WHAT YOU SHOULD DO:
Extract all of the entries and set them down verbatim.

GIVEN DATA:
* * * * * * *

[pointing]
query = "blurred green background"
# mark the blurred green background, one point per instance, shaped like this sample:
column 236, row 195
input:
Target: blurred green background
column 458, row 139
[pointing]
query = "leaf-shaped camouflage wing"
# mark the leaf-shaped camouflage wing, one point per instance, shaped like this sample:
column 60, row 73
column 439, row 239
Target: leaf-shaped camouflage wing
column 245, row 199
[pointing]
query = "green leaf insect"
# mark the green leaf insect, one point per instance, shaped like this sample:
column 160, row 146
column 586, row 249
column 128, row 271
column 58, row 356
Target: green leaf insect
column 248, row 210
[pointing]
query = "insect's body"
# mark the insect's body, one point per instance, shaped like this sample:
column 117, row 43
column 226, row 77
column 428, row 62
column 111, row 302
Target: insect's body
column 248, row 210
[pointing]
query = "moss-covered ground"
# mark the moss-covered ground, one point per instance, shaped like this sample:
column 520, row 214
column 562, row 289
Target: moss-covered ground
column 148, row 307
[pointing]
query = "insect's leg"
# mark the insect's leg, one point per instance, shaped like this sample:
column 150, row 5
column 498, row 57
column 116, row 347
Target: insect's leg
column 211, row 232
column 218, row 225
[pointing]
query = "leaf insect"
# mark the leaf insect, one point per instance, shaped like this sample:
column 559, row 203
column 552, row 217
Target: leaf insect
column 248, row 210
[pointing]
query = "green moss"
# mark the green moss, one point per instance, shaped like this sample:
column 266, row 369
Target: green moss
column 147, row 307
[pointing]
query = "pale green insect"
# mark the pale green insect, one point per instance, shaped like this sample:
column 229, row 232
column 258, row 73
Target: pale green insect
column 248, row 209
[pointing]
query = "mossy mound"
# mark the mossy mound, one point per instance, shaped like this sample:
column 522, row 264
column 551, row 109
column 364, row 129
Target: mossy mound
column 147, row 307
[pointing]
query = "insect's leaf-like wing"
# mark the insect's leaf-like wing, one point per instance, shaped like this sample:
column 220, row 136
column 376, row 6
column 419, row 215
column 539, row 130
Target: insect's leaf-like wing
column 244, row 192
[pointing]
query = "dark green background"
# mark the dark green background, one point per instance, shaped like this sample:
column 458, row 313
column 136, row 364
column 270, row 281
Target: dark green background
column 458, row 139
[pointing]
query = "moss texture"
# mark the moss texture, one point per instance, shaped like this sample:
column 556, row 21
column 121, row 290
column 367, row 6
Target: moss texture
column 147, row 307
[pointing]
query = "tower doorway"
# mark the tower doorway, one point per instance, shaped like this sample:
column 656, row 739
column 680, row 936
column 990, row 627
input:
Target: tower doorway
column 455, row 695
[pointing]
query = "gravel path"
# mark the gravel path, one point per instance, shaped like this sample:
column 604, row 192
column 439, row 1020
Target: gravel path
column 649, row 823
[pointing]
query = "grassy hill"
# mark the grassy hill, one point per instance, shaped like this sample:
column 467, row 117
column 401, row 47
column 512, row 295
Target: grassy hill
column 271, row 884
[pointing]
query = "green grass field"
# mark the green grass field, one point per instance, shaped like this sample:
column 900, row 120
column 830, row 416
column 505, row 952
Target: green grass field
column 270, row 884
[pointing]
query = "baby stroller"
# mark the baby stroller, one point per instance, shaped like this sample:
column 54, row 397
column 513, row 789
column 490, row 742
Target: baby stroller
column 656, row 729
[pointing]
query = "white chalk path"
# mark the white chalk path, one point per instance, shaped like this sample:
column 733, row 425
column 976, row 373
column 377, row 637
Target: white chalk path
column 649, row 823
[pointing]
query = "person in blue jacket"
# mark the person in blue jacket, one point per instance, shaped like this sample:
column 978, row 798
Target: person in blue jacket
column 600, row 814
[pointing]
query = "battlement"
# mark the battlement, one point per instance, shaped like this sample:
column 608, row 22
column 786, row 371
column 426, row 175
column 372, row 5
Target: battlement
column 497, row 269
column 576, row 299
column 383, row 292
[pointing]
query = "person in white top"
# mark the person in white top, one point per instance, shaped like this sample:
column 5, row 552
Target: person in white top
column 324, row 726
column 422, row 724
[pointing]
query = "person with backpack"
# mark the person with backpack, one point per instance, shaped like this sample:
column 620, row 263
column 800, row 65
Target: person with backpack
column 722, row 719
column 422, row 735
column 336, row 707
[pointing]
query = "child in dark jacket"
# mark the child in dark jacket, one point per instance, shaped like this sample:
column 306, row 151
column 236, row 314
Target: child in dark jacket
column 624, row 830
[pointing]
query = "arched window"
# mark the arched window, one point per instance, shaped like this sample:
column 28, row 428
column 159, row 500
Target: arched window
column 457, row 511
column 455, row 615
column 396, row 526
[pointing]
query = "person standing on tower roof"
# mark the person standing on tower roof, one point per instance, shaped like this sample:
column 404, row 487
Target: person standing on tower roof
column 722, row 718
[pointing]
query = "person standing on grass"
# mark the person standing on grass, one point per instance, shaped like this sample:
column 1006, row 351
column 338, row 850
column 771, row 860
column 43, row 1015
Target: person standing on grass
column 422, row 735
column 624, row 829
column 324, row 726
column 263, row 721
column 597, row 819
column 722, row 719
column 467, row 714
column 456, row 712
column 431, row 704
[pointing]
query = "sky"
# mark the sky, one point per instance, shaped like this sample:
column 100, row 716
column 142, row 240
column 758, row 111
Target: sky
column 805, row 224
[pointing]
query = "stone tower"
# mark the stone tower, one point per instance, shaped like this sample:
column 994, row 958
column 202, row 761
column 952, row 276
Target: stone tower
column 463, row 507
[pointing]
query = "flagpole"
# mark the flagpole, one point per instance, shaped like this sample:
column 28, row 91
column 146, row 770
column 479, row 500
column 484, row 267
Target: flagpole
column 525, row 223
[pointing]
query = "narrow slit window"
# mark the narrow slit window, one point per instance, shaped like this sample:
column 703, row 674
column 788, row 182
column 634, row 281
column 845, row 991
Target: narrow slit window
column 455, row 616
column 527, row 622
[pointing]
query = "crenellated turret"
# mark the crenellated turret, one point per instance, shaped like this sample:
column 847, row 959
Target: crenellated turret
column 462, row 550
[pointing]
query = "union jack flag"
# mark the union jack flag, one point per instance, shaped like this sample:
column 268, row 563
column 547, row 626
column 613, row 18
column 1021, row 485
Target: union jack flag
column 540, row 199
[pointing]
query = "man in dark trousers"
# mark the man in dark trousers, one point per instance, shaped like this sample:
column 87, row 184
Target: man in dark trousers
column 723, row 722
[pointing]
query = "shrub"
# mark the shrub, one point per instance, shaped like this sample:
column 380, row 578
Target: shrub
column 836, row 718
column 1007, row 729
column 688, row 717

* * * * * * *

WRITTEN REPLY:
[pointing]
query = "blurred green background"
# mark the blurred green background, one point per instance, shaped like this sample:
column 236, row 195
input:
Target: blurred green background
column 458, row 139
[pointing]
query = "leaf-shaped camouflage wing"
# mark the leaf-shaped camouflage wing, one point per instance, shaped like this sample:
column 60, row 73
column 439, row 239
Target: leaf-shaped camouflage wing
column 245, row 199
[pointing]
query = "green leaf insect"
# mark the green leaf insect, one point per instance, shaped like this sample:
column 160, row 146
column 586, row 249
column 128, row 271
column 58, row 356
Target: green leaf insect
column 248, row 210
[pointing]
query = "insect's body"
# mark the insect's body, one point per instance, shaped like this sample:
column 117, row 43
column 226, row 77
column 428, row 62
column 111, row 302
Target: insect's body
column 248, row 210
[pointing]
query = "moss-covered ground"
# mark the moss-covered ground, one point per instance, shaped like this sample:
column 520, row 214
column 562, row 289
Target: moss-covered ground
column 148, row 307
[pointing]
query = "insect's leg"
# mark the insect's leg, one point per instance, shaped like this sample:
column 150, row 5
column 498, row 57
column 116, row 347
Target: insect's leg
column 211, row 232
column 218, row 225
[pointing]
query = "leaf insect"
# mark the leaf insect, one point per instance, shaped like this sample:
column 559, row 203
column 552, row 217
Target: leaf insect
column 248, row 210
[pointing]
query = "green moss"
# mark the green moss, one point per instance, shaped like this sample:
column 266, row 369
Target: green moss
column 147, row 307
[pointing]
query = "pale green insect"
# mark the pale green insect, one point per instance, shaped like this sample:
column 229, row 232
column 258, row 73
Target: pale green insect
column 248, row 209
[pointing]
query = "mossy mound"
# mark the mossy mound, one point per instance, shaped like this sample:
column 522, row 264
column 551, row 109
column 364, row 129
Target: mossy mound
column 147, row 307
[pointing]
query = "insect's leaf-like wing"
# mark the insect's leaf-like wing, one point per instance, shaped like this sample:
column 220, row 136
column 376, row 6
column 419, row 215
column 539, row 130
Target: insect's leaf-like wing
column 244, row 192
[pointing]
query = "dark green background"
# mark the dark green background, one point per instance, shaped like this sample:
column 458, row 313
column 136, row 364
column 270, row 281
Target: dark green background
column 458, row 139
[pointing]
query = "moss texture"
# mark the moss texture, one point per instance, shaped like this sample:
column 556, row 21
column 121, row 290
column 367, row 6
Target: moss texture
column 147, row 307
[pointing]
query = "tower doorway"
# mark the tower doorway, one point per instance, shaped like this sample:
column 656, row 739
column 680, row 936
column 990, row 627
input:
Target: tower doorway
column 455, row 695
[pointing]
query = "gravel path"
# mark the gravel path, one point per instance, shaped like this sample:
column 604, row 192
column 439, row 1020
Target: gravel path
column 649, row 823
[pointing]
query = "grassy hill"
# mark the grassy hill, one point per instance, shaped like this sample:
column 467, row 117
column 401, row 47
column 512, row 295
Target: grassy hill
column 271, row 884
[pointing]
query = "green grass field"
# mark the green grass field, one point per instance, shaped like this sample:
column 900, row 120
column 830, row 416
column 505, row 952
Target: green grass field
column 270, row 884
[pointing]
query = "baby stroller"
# mark the baby stroller, one point per instance, shaped like this sample:
column 54, row 397
column 513, row 789
column 490, row 742
Target: baby stroller
column 656, row 729
[pointing]
query = "white chalk path"
# mark the white chalk path, one point per instance, shaped like this sample:
column 733, row 425
column 976, row 373
column 377, row 637
Target: white chalk path
column 649, row 823
[pointing]
query = "person in blue jacket"
# mark the person in blue jacket, one point per instance, shaped like this sample:
column 978, row 798
Target: person in blue jacket
column 600, row 814
[pointing]
query = "battlement"
# mark the battlement, one point per instance, shaped like this sample:
column 608, row 22
column 786, row 371
column 426, row 175
column 372, row 5
Target: battlement
column 497, row 269
column 576, row 299
column 383, row 292
[pointing]
query = "person in white top"
# mark the person in white top, one point per instance, shaped like this sample:
column 5, row 552
Target: person in white top
column 324, row 726
column 422, row 724
[pointing]
query = "person with backpack"
# mark the person with backpack, one point per instance, shaped like this sample:
column 620, row 263
column 800, row 65
Target: person with backpack
column 722, row 719
column 422, row 735
column 336, row 707
[pointing]
query = "child in dark jacket"
# mark the child in dark jacket, one point per instance, shaped like this sample:
column 306, row 151
column 236, row 314
Target: child in dark jacket
column 624, row 830
[pointing]
query = "arched window"
# mark the arched window, one point per instance, shaped like this sample:
column 28, row 428
column 159, row 500
Target: arched window
column 457, row 511
column 455, row 615
column 396, row 526
[pointing]
query = "person standing on tower roof"
# mark the person standing on tower roof, one point per instance, shaped like this sample:
column 404, row 487
Target: person standing on tower roof
column 722, row 718
[pointing]
query = "person standing on grass"
# mark the person standing on grass, one point per instance, shaped like this sample:
column 1006, row 351
column 338, row 850
column 771, row 860
column 43, row 1015
Target: person standing on grass
column 422, row 735
column 624, row 829
column 324, row 726
column 263, row 721
column 597, row 819
column 722, row 719
column 467, row 714
column 456, row 712
column 431, row 704
[pointing]
query = "sky"
# mark the sky, one point per instance, shaped like this sample:
column 100, row 716
column 142, row 240
column 758, row 111
Target: sky
column 805, row 224
[pointing]
query = "stone tower"
# mark the stone tower, one point per instance, shaped like this sample:
column 994, row 958
column 202, row 761
column 952, row 276
Target: stone tower
column 463, row 507
[pointing]
query = "flagpole"
# mark the flagpole, one point per instance, shaped like this sample:
column 28, row 91
column 146, row 770
column 479, row 500
column 484, row 267
Target: flagpole
column 525, row 223
[pointing]
query = "narrow slit window"
# mark the narrow slit window, one point per instance, shaped like this sample:
column 703, row 674
column 788, row 182
column 634, row 281
column 845, row 991
Target: narrow slit window
column 455, row 616
column 527, row 622
[pointing]
query = "crenellated turret"
# mark the crenellated turret, one point per instance, shaped like this sample:
column 847, row 959
Target: crenellated turret
column 462, row 550
[pointing]
query = "union jack flag"
# mark the union jack flag, one point per instance, shaped like this sample:
column 268, row 563
column 547, row 626
column 613, row 18
column 1021, row 485
Target: union jack flag
column 540, row 199
[pointing]
query = "man in dark trousers"
# mark the man in dark trousers, one point per instance, shaped like this sample:
column 87, row 184
Target: man in dark trousers
column 723, row 722
[pointing]
query = "shrub"
# mark the shrub, one point per instance, shaped like this sample:
column 380, row 578
Target: shrub
column 836, row 718
column 1007, row 729
column 688, row 717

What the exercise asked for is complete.